═════ ITEMS ═════
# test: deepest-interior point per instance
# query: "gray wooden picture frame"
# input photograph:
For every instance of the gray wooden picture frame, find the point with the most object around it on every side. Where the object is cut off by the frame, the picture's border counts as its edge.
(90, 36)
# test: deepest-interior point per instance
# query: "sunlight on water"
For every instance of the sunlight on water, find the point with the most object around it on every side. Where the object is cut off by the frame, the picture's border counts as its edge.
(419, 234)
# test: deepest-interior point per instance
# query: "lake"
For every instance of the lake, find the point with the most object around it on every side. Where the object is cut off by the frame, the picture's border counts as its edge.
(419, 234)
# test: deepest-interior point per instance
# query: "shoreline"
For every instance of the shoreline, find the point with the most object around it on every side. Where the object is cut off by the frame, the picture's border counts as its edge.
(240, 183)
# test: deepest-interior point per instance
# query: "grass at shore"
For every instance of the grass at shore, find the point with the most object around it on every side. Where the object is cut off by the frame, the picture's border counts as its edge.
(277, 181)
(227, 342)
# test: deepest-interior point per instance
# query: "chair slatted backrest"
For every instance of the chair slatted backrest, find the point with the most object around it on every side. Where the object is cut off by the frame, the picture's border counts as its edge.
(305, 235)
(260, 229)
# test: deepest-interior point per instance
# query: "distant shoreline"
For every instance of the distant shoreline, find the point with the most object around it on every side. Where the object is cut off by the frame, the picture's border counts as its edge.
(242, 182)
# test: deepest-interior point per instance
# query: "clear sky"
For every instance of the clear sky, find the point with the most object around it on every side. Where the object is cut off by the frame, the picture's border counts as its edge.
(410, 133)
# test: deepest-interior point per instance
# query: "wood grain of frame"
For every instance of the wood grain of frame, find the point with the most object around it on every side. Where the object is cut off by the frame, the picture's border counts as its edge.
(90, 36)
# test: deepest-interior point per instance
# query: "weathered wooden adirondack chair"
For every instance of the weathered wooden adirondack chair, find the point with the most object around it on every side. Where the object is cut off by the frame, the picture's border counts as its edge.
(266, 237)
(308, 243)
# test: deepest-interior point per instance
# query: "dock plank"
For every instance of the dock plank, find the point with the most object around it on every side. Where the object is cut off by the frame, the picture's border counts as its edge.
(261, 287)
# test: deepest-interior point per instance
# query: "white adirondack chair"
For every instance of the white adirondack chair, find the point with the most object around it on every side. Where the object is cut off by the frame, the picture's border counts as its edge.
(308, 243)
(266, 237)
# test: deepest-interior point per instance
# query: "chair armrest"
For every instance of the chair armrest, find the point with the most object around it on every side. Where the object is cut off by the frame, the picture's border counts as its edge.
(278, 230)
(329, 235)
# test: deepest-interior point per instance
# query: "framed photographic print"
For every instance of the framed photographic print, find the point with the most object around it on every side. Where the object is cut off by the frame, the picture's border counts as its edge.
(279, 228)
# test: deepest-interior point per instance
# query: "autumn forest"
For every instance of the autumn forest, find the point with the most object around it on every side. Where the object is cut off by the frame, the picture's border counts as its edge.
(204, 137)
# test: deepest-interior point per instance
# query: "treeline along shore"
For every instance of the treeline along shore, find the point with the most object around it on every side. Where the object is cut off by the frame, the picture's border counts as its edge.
═════
Every line above should be retyped exactly as given.

# test: deepest-interior point per instance
# query: "gray wooden picture frame"
# input photograph:
For every instance of the gray wooden picture frame, find the point with the most object around it on every side. Where the object is cut off by the frame, the picture's border counts as its edge.
(90, 36)
# test: deepest-interior point per instance
# query: "sunlight on water"
For every instance of the sunlight on water, find the point with the most object around it on every side. Where the object is cut off by the frame, the picture's border counts as its edge.
(419, 234)
# test: deepest-interior point per instance
# query: "lake"
For every instance of the lake, find the point with the most object around it on every side. Where the object is cut off by the frame, the picture's border counts as its edge.
(419, 234)
# test: deepest-interior point per instance
# query: "shoreline"
For every instance of the shoreline, find the point with the most object around it on every side. Where the object is cut off by the frame, the picture's border counts as its edge.
(240, 183)
# test: deepest-interior point per instance
# query: "grass at shore"
For every instance of the grass at shore, find the point with the most object around it on every side. Where the object is cut off by the frame, the picture's border counts as its edge.
(277, 181)
(227, 342)
# test: deepest-interior point per instance
# query: "chair slatted backrest"
For every instance of the chair slatted backrest, find the point with the most object around it on every side. Where the object is cut off by the frame, the picture's border counts as its edge.
(305, 235)
(260, 229)
# test: deepest-interior point per instance
# query: "distant shoreline"
For every instance of the distant shoreline, find the point with the most object around it on every side. Where the object is cut off by the frame, the picture's border counts as its edge.
(242, 182)
# test: deepest-interior point per instance
# query: "clear sky"
For every instance of the clear sky, find the point with the most object around it on every side. Where the object is cut off by the frame, the picture's border counts as its edge.
(410, 133)
# test: deepest-interior point per instance
# query: "wood grain of frame"
For every instance of the wood grain of frame, find the point with the most object around it on every side. Where the object is cut off by the frame, the picture's border counts as its edge.
(90, 36)
# test: deepest-interior point per instance
# query: "weathered wooden adirondack chair"
For every instance of the weathered wooden adirondack chair, find the point with the most object around it on every side. Where the object is cut off by the frame, the picture's border counts as its edge.
(266, 237)
(308, 243)
# test: deepest-interior point per instance
# query: "dock plank"
For every instance of the dock plank, find the point with the most object around it on every side. Where the object is cut off by the frame, the picture's border counts as its edge.
(261, 287)
# test: deepest-interior point per instance
# query: "white adirondack chair"
For every instance of the white adirondack chair, find the point with the most object around it on every side. Where the object is cut off by the frame, the picture's border counts as its edge.
(308, 243)
(266, 237)
# test: deepest-interior point per instance
# query: "chair armrest"
For every instance of the chair armrest, find the point with the most object around it on every side. Where the object is cut off by the frame, the picture's border counts as its edge.
(278, 230)
(329, 235)
# test: deepest-interior point per instance
# query: "framed photographic print"
For every instance of the framed photographic print, find the point with the most object around it on every side. Where the object is cut off by the frame, the picture's border counts as its edge.
(279, 228)
# test: deepest-interior point per instance
# query: "autumn forest"
For every instance of the autumn forest, find the point with the most object around it on every side. Where the object is cut off by the frame, the picture's border counts as its edge.
(204, 137)
# test: deepest-interior point per instance
# query: "treeline along shore"
For every instance of the treeline along shore, find the point with the most object around it on every side. Where the object is cut off by the frame, the picture's border counts as its edge.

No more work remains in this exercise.